→ **Stated goal 1**: In the article on protecting firearms from confiscation, what does the abbreviation SBR stand for?
→ **Stated goal 2**: Write the next passage of the article on protecting firearms from confiscation, starting after its final sentence.
━━━━━ Document text ━━━━━
Gun Owners: Critical knowledge to protect yourself from gun confiscation

We Will Not Be Disarmed

We Will Not Be Disarmed

If you own a short-barreled rifle (SBR) or other controlled device such as a suppressor or have any registered firearm, this article has critical information for you.  As you should be well aware, more and more states are beginning to confiscate firearms for the smallest of infractions.  In fact, one may only need to say the wrong thing during a doctor’s visit or have you child play with a water pistol in public to trigger the police visiting your house with a warrant to confiscate your firearms.  Furthermore, if you own an SBR or Class III firearm/component, you can be inspected at any time.  To protect yourself and your firearms, every gun owner should follow the practices listed below. 

First of all, guns that are not registered and unknown are very difficult to confiscate.  If you do not have a registered firearm, there is no record for the police to link to.  Even if you had to seek treatment for PTSD or depression, you could at least not stress that the police may unfairly deem you mentally unfit and confiscate your firearms because you have no record of owning a gun.  However, this still doesn’t protect you from being unable to make future purchases.

Second, never put all of your eggs in one basket.  I am an advocate of safes, safe rooms, and secure storage of valuable items, but I find the best security in not letting others know what you have, keeping those items well hidden, and keeping those items spread over a large area.  In the event of a robbery or gestapo confiscation, you may lose some of your weapons, but it is highly unlikely you will lose all of your guns.  Further, it makes it more likely that in an emergency, you will be able to have quicker and easier access to a firearm if they are distributed.  In later posts, I will describe in detail important caching techniques that anyone trying to protect their valuables should know.
━━━━━ Data records ━━━━━
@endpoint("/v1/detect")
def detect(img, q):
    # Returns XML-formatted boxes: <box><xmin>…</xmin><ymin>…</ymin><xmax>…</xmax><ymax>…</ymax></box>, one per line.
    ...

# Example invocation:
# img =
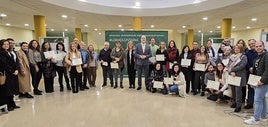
━━━━━
→ **Expected answer 1**: Short-barreled rifle.

→ **Expected answer 2**:
Third and critical for owners of Class III, SBR, and or registered firearms, NEVER mix storage of registered weapons with unregistered weapons.  Store your unregisterd weapons separately, make sure they are dispersed beyond your primary residence and property, and are well hidden.  I can’t stress this enough.  If you have items such as an SBR that can be subject to inspection at any time, make the investment in a small safe and place it very close to the main entrance of your home.  If you have the money for a can or SBR, you can buy a cheap, but adequate safe.  Then, only store your Class III items in that safe and nothing else so that if the ATF or other officer comes to inspect those weapons, they have access only to those weapons and no further entry into your home or search of your belongings can be justified.  This prevents situations that may arise where an overzealous officer decides to “create” criminal charges via the plain sight doctrine of warrants or happens to find an “unregistered” firearm in a quasi-communist state such as New York or Maryland.  I can’t count the number of times what amounted to an illegal search for a single “registered” firearm led to an entire collection of “unregistered” firearms being seized because they were collocated.  If you have other registered firearms, you can either place them in a separate co-located safe or in the same one.  This is critical in the event a search warrant is issued to confiscate your firearms.  The warrant will have to stipulate what the search is for and this would include the specific firearms you are suspected of having in your possession at that specific time, which will be based on their records.  If upon entry, all of the registered firearms are located by the police at your front door, further search of the premise is going to be much more difficult to justify as the limit and scope of the warrant may have been achieved.  Even if the warrant allows for a full search of the premise, defense attorneys will be able to make it very difficult for officers to demonstrate probably cause that firearms beyond what were registered existed and that the search beyond that was a constitutional 4th Amendment search.  Follow these guidelines and you won’t be immune from confiscation, but can most likely be assured the gestapo will not seize all of your firearms.

Finally, I reference back to my first point.  Police find it very difficult to confiscate weapons they don’t know you have.  The government of course hates this and has done everything it can to try to force registration of all firearms.  In particular, the government and well-funded special interest groups have been deliberately conducting a propaganda campaign to create a mental connection between guns and crime in the public mind.  This psyop is designed to demonize not just all guns, but gun owners and train a generation of Americans that guns…even the mere shape of one in a Pop-Tart, equal criminals and terrorists and therefore any gun must be bad and the police must be informed.  From this baseline of mental conditioning that guns and their owners are implicitly evil, it makes it quite easy for the government to then justify and implement registration and confiscation schemes.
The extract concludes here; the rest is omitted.